> Recorded information:

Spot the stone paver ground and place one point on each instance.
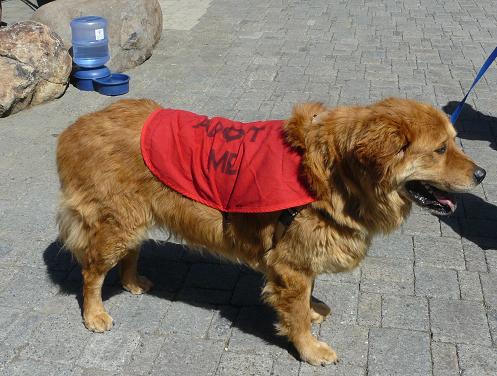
(424, 302)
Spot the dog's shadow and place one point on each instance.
(476, 217)
(474, 125)
(177, 273)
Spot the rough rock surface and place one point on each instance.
(34, 66)
(134, 26)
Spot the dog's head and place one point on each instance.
(395, 145)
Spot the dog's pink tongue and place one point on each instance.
(444, 200)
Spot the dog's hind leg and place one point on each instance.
(319, 309)
(107, 247)
(130, 280)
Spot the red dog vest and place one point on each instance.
(224, 164)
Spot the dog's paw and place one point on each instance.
(98, 322)
(320, 308)
(318, 353)
(317, 318)
(138, 286)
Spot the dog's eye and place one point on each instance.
(441, 150)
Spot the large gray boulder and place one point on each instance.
(34, 66)
(134, 26)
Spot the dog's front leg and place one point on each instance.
(289, 292)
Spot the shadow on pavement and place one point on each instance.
(479, 218)
(177, 274)
(474, 125)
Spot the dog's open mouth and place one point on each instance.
(427, 196)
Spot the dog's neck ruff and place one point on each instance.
(224, 164)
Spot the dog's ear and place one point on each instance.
(300, 123)
(380, 143)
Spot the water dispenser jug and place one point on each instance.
(89, 41)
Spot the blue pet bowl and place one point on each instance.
(83, 78)
(115, 84)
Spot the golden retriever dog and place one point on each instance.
(366, 165)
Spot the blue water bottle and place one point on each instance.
(89, 41)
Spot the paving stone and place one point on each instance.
(491, 258)
(254, 332)
(257, 365)
(352, 276)
(492, 322)
(489, 283)
(110, 351)
(350, 342)
(143, 313)
(144, 355)
(369, 310)
(393, 246)
(30, 367)
(341, 298)
(421, 225)
(385, 276)
(435, 282)
(205, 296)
(398, 352)
(332, 370)
(439, 252)
(475, 257)
(285, 365)
(458, 321)
(187, 319)
(470, 285)
(444, 357)
(222, 322)
(182, 355)
(47, 338)
(405, 312)
(477, 360)
(248, 290)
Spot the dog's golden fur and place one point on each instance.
(355, 159)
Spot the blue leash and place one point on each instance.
(483, 69)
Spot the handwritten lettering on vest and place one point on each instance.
(225, 160)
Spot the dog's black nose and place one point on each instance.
(479, 174)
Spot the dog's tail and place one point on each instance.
(297, 126)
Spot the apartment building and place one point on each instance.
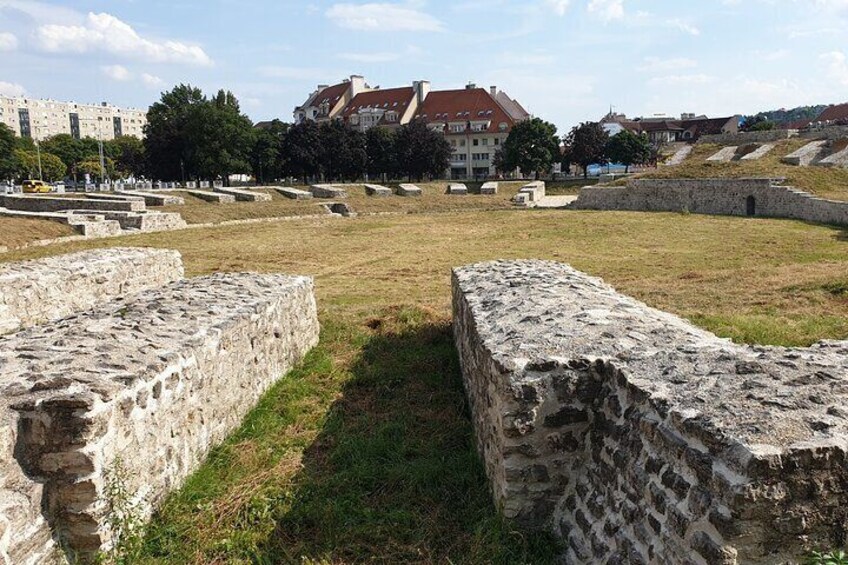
(43, 118)
(474, 120)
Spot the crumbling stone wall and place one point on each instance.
(146, 385)
(38, 291)
(735, 197)
(638, 438)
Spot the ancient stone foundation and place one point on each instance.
(141, 388)
(43, 290)
(637, 438)
(734, 197)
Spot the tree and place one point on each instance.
(586, 145)
(266, 156)
(128, 153)
(8, 163)
(301, 147)
(421, 151)
(25, 165)
(531, 146)
(165, 141)
(343, 155)
(627, 148)
(218, 138)
(380, 143)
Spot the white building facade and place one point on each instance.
(39, 119)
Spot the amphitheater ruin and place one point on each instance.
(638, 438)
(141, 373)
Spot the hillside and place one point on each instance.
(824, 182)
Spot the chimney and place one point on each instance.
(422, 89)
(357, 85)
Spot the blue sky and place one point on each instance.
(566, 60)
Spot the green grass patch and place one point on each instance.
(372, 459)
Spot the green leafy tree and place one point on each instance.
(8, 162)
(532, 146)
(586, 145)
(421, 151)
(267, 158)
(301, 147)
(218, 138)
(166, 143)
(128, 153)
(343, 154)
(627, 148)
(380, 144)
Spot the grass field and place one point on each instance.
(827, 183)
(365, 453)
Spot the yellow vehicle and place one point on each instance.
(35, 186)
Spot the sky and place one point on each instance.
(566, 61)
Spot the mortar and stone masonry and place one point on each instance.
(146, 383)
(638, 438)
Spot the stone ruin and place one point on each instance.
(638, 438)
(733, 197)
(147, 374)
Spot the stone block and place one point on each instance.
(43, 290)
(377, 190)
(293, 193)
(409, 190)
(144, 386)
(327, 191)
(677, 447)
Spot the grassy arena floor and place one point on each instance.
(365, 453)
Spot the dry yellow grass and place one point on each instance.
(758, 280)
(825, 182)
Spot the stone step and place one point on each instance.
(244, 195)
(213, 197)
(377, 190)
(409, 190)
(156, 199)
(293, 193)
(144, 387)
(489, 188)
(327, 191)
(52, 204)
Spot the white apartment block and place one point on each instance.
(40, 119)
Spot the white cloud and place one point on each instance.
(607, 10)
(151, 80)
(657, 65)
(116, 72)
(837, 66)
(8, 41)
(105, 32)
(11, 89)
(559, 7)
(385, 16)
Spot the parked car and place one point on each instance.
(35, 186)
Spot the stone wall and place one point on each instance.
(637, 438)
(735, 197)
(34, 292)
(742, 138)
(146, 385)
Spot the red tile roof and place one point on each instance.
(839, 112)
(397, 99)
(466, 105)
(331, 95)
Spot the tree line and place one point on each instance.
(534, 147)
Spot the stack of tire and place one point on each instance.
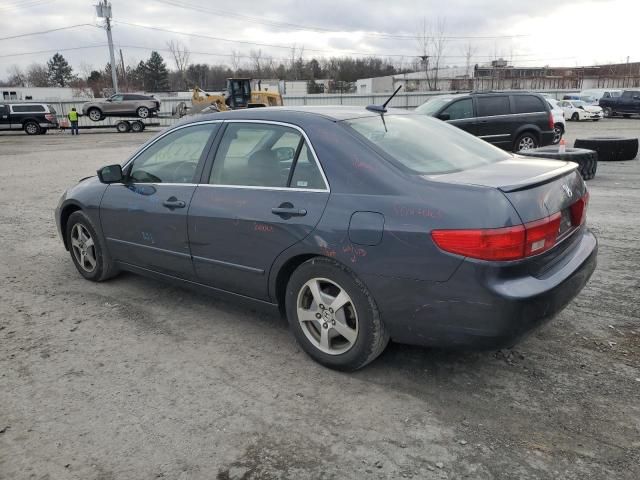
(610, 148)
(586, 159)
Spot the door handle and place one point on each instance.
(173, 202)
(289, 211)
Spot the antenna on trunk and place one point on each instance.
(381, 109)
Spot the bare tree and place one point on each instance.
(181, 57)
(38, 75)
(256, 61)
(235, 61)
(17, 77)
(424, 48)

> Instruction: Write the entries above out again exactly, but not the pictures.

> Finished exercise:
Spot the stone paver ground and place one point on each instance.
(424, 302)
Spot the dog's shadow and place one point on each instance.
(476, 217)
(474, 125)
(177, 273)
Spot the rough rock surface and place one point on each instance.
(34, 66)
(134, 26)
Spot the dog's head and place one point on each instance.
(395, 145)
Spot the dog's pink tongue and place one point on each instance.
(444, 200)
Spot the dog's hind leg and place one point on each instance.
(319, 309)
(107, 247)
(130, 280)
Spot the red dog vest and place one point on each instance.
(224, 164)
Spot the dog's paw and place one point on each instance.
(98, 322)
(320, 308)
(318, 353)
(317, 318)
(138, 286)
Spot the dog's eye and place one point on each instance.
(441, 150)
Spot the large gray boulder and place one point on each instance.
(34, 66)
(134, 26)
Spot the dog's front leg and place one point on each instance.
(289, 292)
Spot the shadow on pavement and place one point on each instance.
(479, 218)
(177, 274)
(474, 125)
Spot the dog's open mouth and place one point on each instance.
(427, 196)
Spot the dog's neck ruff and place one point on each instance.
(224, 164)
Spot the dog's ear and place one point on each instance.
(300, 123)
(380, 143)
Spot the water dispenser jug and place one point on each instance.
(89, 41)
Spot the blue pet bowl and place one point on each instance.
(83, 78)
(115, 84)
Spot the golden retriever dog and place one point on each instance.
(366, 165)
Spot the blue water bottle and place one point on each instance.
(89, 41)
Spot the paving stone and place one point on each instance.
(491, 258)
(254, 332)
(257, 365)
(352, 276)
(492, 322)
(489, 283)
(110, 351)
(350, 342)
(143, 313)
(144, 355)
(369, 310)
(393, 246)
(30, 367)
(341, 298)
(421, 225)
(385, 276)
(435, 282)
(205, 296)
(398, 352)
(332, 370)
(439, 252)
(475, 257)
(285, 365)
(458, 321)
(187, 319)
(470, 285)
(444, 357)
(222, 322)
(182, 355)
(47, 338)
(405, 312)
(477, 360)
(248, 290)
Spot the dog's golden fur and place one point on each instance.
(355, 159)
Spot the blue leash and place one point on each instance.
(483, 69)
Spot the handwritten lettering on vest and place one point on each instance.
(225, 160)
Spot the dog's black nose and place one point on each instance.
(479, 174)
Spot the dog's tail and place one point on each instance.
(297, 126)
Spot the apartment building and place one point on each instance.
(43, 118)
(474, 120)
Spot the crumbling stone wall and place one point on each instance.
(146, 385)
(38, 291)
(735, 197)
(638, 438)
Spot the ancient stone foundation and place one point on each instance.
(141, 388)
(43, 290)
(637, 438)
(734, 197)
Spot the tree and place one point on each instance.
(586, 145)
(266, 156)
(128, 153)
(8, 163)
(301, 147)
(421, 151)
(25, 165)
(531, 146)
(165, 141)
(343, 155)
(627, 148)
(218, 138)
(380, 143)
Spot the white building facade and place one point on each instance.
(39, 119)
Spot the amphitheater ruin and place one point on each instance.
(638, 438)
(141, 373)
Spot the hillside and place one point on each instance.
(824, 182)
Spot the chimney and place one point on each instance.
(422, 89)
(357, 85)
Spot the blue sky and place one point on each instance.
(566, 60)
Spot the green grass patch and place one point on each instance.
(372, 459)
Spot the green leafy tree and place one point on each instance.
(8, 162)
(532, 146)
(586, 145)
(421, 151)
(267, 158)
(301, 147)
(218, 138)
(166, 143)
(128, 153)
(343, 154)
(627, 148)
(380, 144)
Spot the grass field and place one point on each instance.
(827, 183)
(365, 453)
Spot the yellow vehicle and place one point on each instance.
(35, 186)
Spot the sky and place one point on each instance.
(566, 61)
Spot the mortar and stone masonry and place one point on each instance.
(146, 383)
(638, 438)
Spot the stone ruin and place one point on each instance.
(638, 438)
(733, 197)
(147, 374)
Spot the stone block and place one point on each instance.
(43, 290)
(377, 190)
(293, 193)
(409, 190)
(144, 386)
(327, 191)
(677, 447)
Spot the grassy arena floor and place one point on each instance.
(365, 453)
Spot the dry yellow grass and place one point on each instance.
(758, 280)
(825, 182)
Spot the stone step and place one point on each instance.
(244, 195)
(213, 197)
(377, 190)
(409, 190)
(156, 199)
(293, 193)
(144, 387)
(489, 188)
(327, 191)
(52, 204)
Spot the white apartment block and place one point on each instance.
(40, 119)
Spot the white cloud and place one point on each instance.
(607, 10)
(151, 80)
(657, 65)
(116, 72)
(837, 66)
(8, 41)
(105, 32)
(11, 89)
(559, 7)
(385, 16)
Spot the parked car and place one point on each instance.
(35, 186)
Spot the stone wall and place one point on each instance.
(637, 438)
(735, 197)
(34, 292)
(742, 138)
(146, 385)
Spot the red tile roof and place one point on each instance.
(839, 112)
(397, 99)
(466, 105)
(331, 95)
Spot the tree line and place one point on each instance.
(534, 147)
Spot the stack of tire and place one point on each instance.
(610, 148)
(586, 159)
Spot the door handle and place one point on each instance.
(173, 202)
(289, 211)
Spot the antenna on trunk and place one point on each instance.
(381, 109)
Spot the bare tree and place one point on each instance.
(181, 57)
(38, 75)
(256, 61)
(235, 61)
(17, 77)
(424, 48)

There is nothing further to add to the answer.